RECORD EXCERPTS section start

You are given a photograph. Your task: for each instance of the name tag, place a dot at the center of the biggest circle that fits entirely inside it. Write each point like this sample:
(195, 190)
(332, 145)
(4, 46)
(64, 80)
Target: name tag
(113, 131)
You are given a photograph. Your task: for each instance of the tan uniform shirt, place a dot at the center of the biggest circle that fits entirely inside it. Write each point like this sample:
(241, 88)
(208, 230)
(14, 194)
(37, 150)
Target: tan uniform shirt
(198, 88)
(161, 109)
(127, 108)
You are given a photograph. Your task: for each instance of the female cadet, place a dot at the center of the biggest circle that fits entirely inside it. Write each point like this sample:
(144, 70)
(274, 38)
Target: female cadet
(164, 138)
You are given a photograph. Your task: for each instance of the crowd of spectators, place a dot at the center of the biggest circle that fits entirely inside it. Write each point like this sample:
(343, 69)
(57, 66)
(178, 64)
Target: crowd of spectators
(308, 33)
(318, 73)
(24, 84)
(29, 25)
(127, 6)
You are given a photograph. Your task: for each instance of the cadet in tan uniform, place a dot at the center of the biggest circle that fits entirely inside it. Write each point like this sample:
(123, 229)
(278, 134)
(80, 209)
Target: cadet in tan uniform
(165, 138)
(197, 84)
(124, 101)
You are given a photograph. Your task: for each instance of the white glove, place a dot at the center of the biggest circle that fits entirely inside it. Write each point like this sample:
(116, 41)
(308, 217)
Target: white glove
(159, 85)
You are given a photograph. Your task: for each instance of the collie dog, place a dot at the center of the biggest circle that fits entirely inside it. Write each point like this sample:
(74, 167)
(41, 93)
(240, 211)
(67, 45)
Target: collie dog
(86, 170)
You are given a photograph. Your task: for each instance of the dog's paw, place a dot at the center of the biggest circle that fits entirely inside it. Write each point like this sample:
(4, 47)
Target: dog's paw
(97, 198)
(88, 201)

RECORD EXCERPTS section end

WHAT YOU NEED TO DO: I would like you to output every record exactly as written.

RESULT OF THIS TASK:
You are given a photograph. Your task: for each instance of the name tag, place a dot at the center of the biggest circle that fits entirely inside it. Write each point like this sample:
(195, 190)
(332, 145)
(4, 46)
(64, 80)
Target: name tag
(113, 131)
You are given a photograph. Your task: for each instance of the tan uniform shirt, place a dot at the center of the biggest circle that fits entirely inside it. Write each point like this sample:
(241, 88)
(208, 230)
(14, 194)
(37, 150)
Target: tan uniform shirt
(198, 88)
(161, 109)
(127, 108)
You are given a photograph. Your task: for each instance of the female cadet, place a dot at the center of the biggest circle that fits entirely inside it. Write each point like this sample:
(144, 70)
(274, 38)
Target: female cadet
(164, 138)
You are given a photograph. Your task: for each instance of the crowd of spectators, place a dot at the center of the biggest circle that fits entirely inside it. Write each point like this sample:
(343, 69)
(57, 66)
(178, 64)
Target: crowd of spectators
(308, 33)
(318, 73)
(24, 84)
(29, 25)
(127, 6)
You are given a photograph. Your task: for each instance of the cadet in tan uniform, place a dot at the center of the biggest circle that fits entirely inside it. Write each point like this sample:
(123, 229)
(278, 134)
(80, 209)
Target: cadet in tan uniform
(165, 138)
(197, 84)
(124, 101)
You are given a photograph. Your task: for each instance of the white glove, place a dot at the center of the biggest circle that fits entirely inside it. Write each point like this sample:
(116, 41)
(308, 217)
Target: white glove
(159, 85)
You are given a photograph. Your task: for each instance of the collie dog, place a dot at the center of the biggest circle that fits entirely inside it. Write each point like this sample:
(74, 167)
(41, 93)
(240, 211)
(67, 45)
Target: collie dog
(86, 170)
You are given a photograph. Your task: for each instance of the dog's paw, place a dot at the center of the biggest circle that fits entirely inside it. Write each point like this sample:
(4, 47)
Target: dog's paw
(97, 198)
(88, 201)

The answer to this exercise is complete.